[Pointing dataset excerpts]
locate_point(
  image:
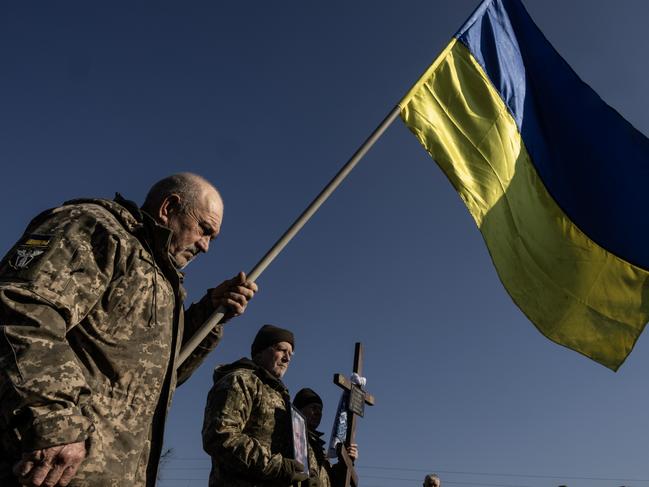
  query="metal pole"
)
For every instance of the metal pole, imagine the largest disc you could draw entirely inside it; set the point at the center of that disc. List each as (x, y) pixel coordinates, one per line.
(217, 316)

> Task directions
Return every line of the entries above word for word, but leave out the pictures.

> Response to this exercise
locate_point(
  image:
  query="metal pole"
)
For every instance of the metal pole, imagine the largest disc you could draw entirely inside it; set the point at the center of that disc. List each as (x, y) pixel coordinates, one per line.
(217, 316)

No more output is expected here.